## Exercise requirements
(A) Translate this sentence from the node.js forum question below into Spanish: "I have tried saving the large table into MongoDB so that each process can easily access to the data."
(B) According to the node.js forum question below, how long did MongoDB take to complete the query even with an index?
(C) Say whether each statement agrees with the node.js forum question below, quoting the words that decide it: (i) The table is 432MB in size. (ii) The C++ program took more than 1 second to run the query. (iii) The master process runs the HTTP server that accepts queries.

## Document passage
25

I want the following

  • During startup, the master process loads a large table from file and saves it into a shared variable. The table has 9 columns and 12 million rows, 432MB in size.
  • The worker processes run HTTP server, accepting real-time queries against the large table.

Here is my code, which obviously does not achieve my goal.

var my_shared_var;
var cluster = require('cluster');
var numCPUs = require('os').cpus().length;

if (cluster.isMaster) {
  // Load a large table from file and save it into my_shared_var,
  // hoping the worker processes can access to this shared variable,
  // so that the worker processes do not need to reload the table from file.
  // The loading typically takes 15 seconds.
  my_shared_var = load('path_to_my_large_table');

  // Fork worker processes
  for (var i = 0; i < numCPUs; i++) {
    cluster.fork();
  }
} else {
  // The following line of code actually outputs "undefined".
  // It seems each process has its own copy of my_shared_var.
  console.log(my_shared_var);

  // Then perform query against my_shared_var.
  // The query should be performed by worker processes,
  // otherwise the master process will become bottleneck
  var result = query(my_shared_var);
}

I have tried saving the large table into MongoDB so that each process can easily access to the data. But the table size is so huge that it takes MongoDB about 10 seconds to complete my query even with an index. This is too slow and not acceptable for my real-time application. I have also tried Redis, which holds data in memory. But Redis is a key-value store and my data is a table. I also wrote a C++ program to load the data into memory, and the query took less than 1 second, so I want to emulate this in node.js.

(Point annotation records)
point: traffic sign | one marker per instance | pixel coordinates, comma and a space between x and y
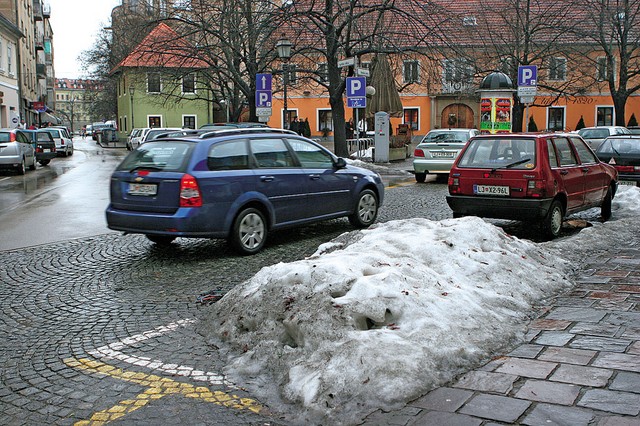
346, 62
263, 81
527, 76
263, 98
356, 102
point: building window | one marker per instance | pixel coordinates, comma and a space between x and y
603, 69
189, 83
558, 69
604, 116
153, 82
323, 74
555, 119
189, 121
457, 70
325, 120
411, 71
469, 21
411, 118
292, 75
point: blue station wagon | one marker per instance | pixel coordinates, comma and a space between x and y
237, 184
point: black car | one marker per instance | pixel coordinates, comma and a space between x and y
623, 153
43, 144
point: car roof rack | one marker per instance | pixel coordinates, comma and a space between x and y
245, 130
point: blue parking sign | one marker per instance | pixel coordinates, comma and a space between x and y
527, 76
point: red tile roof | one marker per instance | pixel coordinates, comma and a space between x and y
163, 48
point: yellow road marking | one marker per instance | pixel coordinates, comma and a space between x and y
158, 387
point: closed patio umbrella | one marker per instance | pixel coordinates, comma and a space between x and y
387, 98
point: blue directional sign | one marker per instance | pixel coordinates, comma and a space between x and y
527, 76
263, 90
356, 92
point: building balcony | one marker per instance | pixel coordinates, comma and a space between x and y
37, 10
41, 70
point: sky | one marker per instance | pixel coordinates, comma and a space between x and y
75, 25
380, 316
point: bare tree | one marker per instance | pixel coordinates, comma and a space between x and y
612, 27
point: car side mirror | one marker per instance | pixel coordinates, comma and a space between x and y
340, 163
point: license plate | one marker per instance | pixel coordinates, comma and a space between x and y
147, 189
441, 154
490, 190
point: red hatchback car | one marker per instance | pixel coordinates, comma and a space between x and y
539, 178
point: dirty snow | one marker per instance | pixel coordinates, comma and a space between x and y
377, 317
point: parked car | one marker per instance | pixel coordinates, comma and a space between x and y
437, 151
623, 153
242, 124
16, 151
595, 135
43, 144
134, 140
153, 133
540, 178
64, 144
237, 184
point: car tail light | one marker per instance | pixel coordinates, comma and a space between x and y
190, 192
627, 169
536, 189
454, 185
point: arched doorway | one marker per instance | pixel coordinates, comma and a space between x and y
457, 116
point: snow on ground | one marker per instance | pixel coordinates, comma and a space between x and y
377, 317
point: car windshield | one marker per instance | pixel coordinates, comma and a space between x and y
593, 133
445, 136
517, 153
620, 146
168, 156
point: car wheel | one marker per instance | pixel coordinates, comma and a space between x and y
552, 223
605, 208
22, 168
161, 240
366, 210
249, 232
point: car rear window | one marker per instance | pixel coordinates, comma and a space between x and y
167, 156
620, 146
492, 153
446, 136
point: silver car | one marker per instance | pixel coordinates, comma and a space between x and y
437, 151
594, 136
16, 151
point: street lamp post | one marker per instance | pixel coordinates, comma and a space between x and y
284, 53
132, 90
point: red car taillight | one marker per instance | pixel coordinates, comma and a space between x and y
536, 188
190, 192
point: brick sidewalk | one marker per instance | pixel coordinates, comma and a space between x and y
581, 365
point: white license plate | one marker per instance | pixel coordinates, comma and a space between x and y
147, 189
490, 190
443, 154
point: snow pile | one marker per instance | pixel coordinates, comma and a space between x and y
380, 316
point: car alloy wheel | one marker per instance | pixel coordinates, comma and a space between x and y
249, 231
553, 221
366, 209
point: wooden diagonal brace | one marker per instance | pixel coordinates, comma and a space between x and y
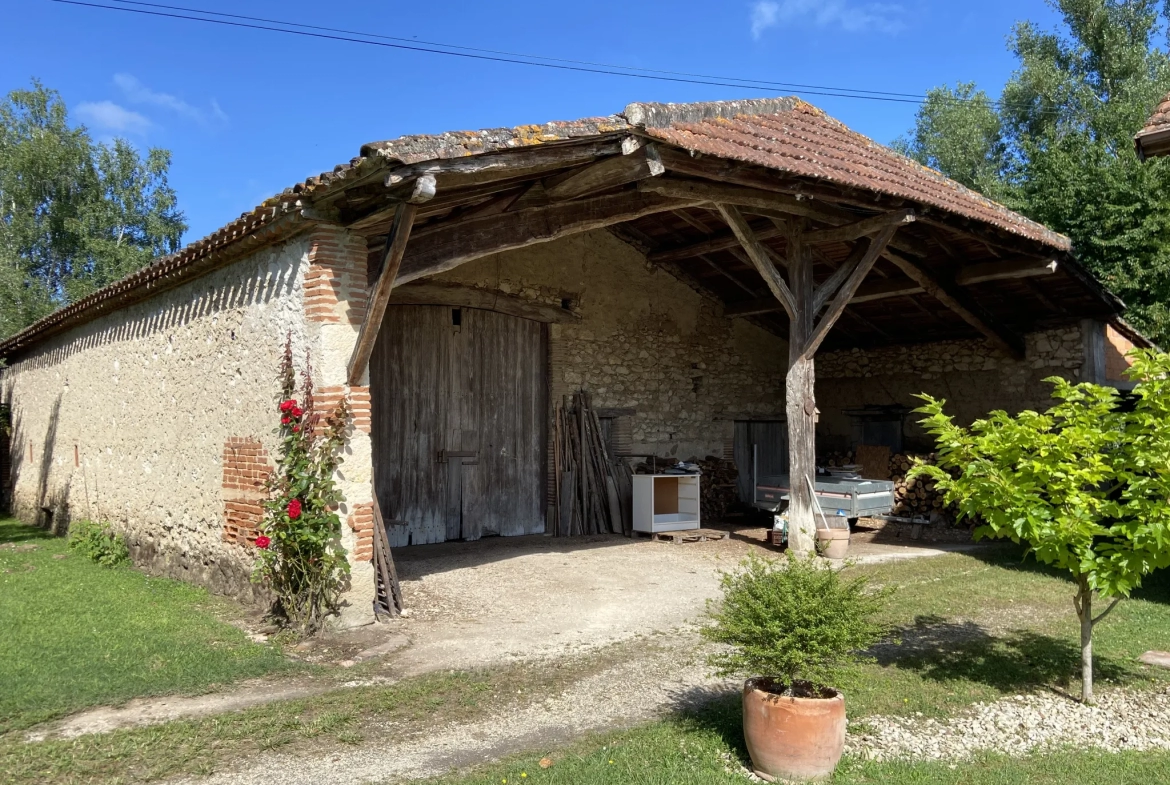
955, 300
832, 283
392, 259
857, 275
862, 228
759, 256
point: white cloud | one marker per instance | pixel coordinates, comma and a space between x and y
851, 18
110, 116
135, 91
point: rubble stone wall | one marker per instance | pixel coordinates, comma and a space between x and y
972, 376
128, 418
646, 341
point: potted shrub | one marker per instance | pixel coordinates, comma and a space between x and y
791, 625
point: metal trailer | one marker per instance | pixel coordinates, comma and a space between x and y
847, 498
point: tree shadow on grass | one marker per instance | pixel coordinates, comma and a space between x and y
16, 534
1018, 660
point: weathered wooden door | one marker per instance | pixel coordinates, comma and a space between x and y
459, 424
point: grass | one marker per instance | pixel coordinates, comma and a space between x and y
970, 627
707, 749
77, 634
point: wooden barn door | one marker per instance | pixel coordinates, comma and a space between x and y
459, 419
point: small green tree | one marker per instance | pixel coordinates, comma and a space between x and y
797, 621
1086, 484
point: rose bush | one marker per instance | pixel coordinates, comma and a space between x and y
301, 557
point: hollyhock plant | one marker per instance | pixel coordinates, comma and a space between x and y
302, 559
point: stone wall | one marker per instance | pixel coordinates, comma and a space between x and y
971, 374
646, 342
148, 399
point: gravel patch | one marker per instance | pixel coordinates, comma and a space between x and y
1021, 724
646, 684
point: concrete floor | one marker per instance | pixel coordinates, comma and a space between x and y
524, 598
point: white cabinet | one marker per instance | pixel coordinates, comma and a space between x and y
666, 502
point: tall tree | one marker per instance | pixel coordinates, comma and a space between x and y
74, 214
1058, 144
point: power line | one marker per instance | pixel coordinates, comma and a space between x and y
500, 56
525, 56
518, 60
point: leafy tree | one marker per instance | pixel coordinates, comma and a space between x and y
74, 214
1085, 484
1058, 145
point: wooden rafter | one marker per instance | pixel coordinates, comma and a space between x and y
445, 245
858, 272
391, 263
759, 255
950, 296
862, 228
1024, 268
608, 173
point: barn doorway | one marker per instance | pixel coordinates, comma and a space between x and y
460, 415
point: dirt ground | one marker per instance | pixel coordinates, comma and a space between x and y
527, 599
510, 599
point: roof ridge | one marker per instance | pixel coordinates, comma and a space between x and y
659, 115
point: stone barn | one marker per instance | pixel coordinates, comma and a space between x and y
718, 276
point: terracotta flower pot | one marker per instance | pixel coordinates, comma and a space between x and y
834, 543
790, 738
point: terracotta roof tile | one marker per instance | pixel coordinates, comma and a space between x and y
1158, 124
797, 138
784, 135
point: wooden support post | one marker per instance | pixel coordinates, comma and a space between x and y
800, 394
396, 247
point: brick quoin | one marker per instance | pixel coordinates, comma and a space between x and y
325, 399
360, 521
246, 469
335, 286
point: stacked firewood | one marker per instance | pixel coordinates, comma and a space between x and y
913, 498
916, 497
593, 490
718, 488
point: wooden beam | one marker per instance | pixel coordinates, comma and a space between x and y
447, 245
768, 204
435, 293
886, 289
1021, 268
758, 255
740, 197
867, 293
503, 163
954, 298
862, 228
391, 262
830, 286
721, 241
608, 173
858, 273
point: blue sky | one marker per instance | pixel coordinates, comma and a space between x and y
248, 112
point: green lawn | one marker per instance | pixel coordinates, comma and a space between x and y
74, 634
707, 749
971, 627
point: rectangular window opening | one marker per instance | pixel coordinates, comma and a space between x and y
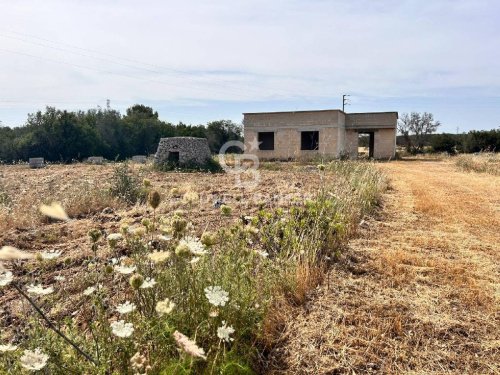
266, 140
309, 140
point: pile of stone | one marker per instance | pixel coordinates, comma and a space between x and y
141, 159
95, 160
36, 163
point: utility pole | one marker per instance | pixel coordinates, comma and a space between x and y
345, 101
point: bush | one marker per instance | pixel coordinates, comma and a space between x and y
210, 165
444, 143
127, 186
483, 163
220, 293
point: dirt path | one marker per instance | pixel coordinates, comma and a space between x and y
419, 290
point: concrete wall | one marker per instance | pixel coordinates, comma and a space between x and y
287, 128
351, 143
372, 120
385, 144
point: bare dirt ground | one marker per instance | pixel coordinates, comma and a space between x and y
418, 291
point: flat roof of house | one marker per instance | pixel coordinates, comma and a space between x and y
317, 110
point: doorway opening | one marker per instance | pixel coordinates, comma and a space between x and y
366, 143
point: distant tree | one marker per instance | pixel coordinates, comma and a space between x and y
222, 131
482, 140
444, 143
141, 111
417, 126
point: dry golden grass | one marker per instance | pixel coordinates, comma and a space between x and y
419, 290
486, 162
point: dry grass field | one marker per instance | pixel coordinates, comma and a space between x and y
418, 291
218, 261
--
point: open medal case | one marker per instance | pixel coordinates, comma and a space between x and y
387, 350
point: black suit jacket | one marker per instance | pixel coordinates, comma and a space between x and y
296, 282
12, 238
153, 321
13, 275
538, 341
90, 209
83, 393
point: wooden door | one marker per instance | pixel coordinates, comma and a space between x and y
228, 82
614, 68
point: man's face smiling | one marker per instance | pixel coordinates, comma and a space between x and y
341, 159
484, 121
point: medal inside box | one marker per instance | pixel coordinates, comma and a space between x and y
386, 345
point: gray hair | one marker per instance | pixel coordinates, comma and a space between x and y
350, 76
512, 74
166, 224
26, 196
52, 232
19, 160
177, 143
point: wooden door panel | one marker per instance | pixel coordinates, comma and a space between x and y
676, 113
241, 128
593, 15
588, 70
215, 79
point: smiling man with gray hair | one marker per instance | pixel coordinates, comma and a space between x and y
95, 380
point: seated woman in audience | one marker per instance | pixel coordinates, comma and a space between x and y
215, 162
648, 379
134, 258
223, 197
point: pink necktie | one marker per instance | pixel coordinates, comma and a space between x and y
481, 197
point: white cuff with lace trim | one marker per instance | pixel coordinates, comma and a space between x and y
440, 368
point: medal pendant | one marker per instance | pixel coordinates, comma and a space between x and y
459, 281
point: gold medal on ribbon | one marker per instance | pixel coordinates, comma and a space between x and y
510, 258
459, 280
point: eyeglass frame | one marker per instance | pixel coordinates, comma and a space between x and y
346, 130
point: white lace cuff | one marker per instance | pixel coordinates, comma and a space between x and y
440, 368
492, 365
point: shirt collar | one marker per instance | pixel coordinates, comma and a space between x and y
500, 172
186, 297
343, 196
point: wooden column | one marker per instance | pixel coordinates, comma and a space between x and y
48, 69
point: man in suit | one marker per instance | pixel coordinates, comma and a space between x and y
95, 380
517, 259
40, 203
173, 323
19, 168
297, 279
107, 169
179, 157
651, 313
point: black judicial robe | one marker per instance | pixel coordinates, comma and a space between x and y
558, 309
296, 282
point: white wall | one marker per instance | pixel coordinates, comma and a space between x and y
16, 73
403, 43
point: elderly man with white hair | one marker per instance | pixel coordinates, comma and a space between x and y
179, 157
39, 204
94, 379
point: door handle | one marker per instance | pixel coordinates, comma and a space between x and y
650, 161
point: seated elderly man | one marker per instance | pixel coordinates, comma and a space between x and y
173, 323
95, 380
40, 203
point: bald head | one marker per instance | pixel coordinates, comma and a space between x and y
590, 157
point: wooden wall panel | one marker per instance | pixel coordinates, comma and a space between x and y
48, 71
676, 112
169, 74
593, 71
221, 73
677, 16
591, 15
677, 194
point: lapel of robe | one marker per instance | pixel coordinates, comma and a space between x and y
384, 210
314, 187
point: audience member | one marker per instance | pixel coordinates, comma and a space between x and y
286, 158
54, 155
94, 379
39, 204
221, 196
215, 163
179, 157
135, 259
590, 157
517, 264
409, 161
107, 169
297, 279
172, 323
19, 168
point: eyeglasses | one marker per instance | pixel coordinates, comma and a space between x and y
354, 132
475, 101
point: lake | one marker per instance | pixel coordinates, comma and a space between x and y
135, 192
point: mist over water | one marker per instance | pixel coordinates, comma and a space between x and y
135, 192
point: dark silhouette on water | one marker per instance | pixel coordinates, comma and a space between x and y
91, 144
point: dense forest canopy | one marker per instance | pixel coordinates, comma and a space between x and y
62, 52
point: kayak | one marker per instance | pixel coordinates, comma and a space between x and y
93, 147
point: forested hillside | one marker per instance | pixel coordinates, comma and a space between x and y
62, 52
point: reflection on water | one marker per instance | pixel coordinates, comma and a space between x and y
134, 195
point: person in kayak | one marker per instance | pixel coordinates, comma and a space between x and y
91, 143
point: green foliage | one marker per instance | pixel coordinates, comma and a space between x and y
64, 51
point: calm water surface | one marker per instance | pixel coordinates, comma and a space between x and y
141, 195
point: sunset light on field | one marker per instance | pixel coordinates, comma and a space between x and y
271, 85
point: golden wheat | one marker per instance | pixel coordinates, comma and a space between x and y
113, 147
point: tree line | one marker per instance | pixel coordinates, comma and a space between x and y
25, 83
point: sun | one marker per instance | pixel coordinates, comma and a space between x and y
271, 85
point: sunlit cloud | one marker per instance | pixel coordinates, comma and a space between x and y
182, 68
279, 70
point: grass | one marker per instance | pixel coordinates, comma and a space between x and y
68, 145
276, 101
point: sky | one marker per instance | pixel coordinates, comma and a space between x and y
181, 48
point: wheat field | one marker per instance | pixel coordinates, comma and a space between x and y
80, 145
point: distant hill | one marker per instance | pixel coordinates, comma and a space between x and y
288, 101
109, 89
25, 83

## Solutions for each task
(A) He intentado guardar la tabla grande en MongoDB para que cada proceso pueda acceder fácilmente a los datos.

(B) About 10 seconds.

(C)
(i) Yes: "The table has 9 columns and 12 million rows, 432MB in size."
(ii) No: "the query took less than 1 second"
(iii) No: "The worker processes run HTTP server, accepting real-time queries against the large table."